- _What you should do_: Copy the text of every item below word for word, and leave the pictures out of your answer.

---+---

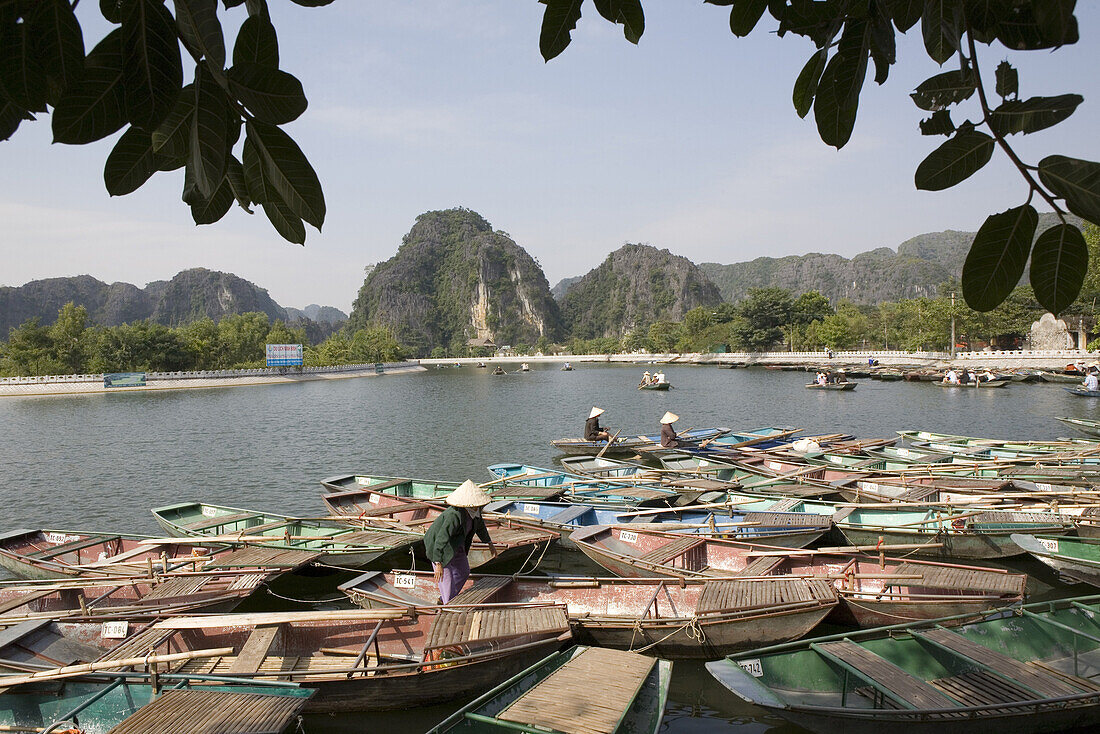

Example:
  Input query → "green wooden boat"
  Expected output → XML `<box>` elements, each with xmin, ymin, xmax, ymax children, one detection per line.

<box><xmin>153</xmin><ymin>502</ymin><xmax>424</xmax><ymax>567</ymax></box>
<box><xmin>429</xmin><ymin>646</ymin><xmax>672</xmax><ymax>734</ymax></box>
<box><xmin>707</xmin><ymin>596</ymin><xmax>1100</xmax><ymax>734</ymax></box>
<box><xmin>1012</xmin><ymin>535</ymin><xmax>1100</xmax><ymax>587</ymax></box>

---+---

- _Answer to the problem_:
Example:
  Input query → "green wooden boat"
  Expected output → XML `<box>` elements, each with xmin, ymin, xmax, ymax children, one detection per line.

<box><xmin>153</xmin><ymin>502</ymin><xmax>424</xmax><ymax>567</ymax></box>
<box><xmin>429</xmin><ymin>646</ymin><xmax>672</xmax><ymax>734</ymax></box>
<box><xmin>707</xmin><ymin>596</ymin><xmax>1100</xmax><ymax>734</ymax></box>
<box><xmin>1012</xmin><ymin>535</ymin><xmax>1100</xmax><ymax>587</ymax></box>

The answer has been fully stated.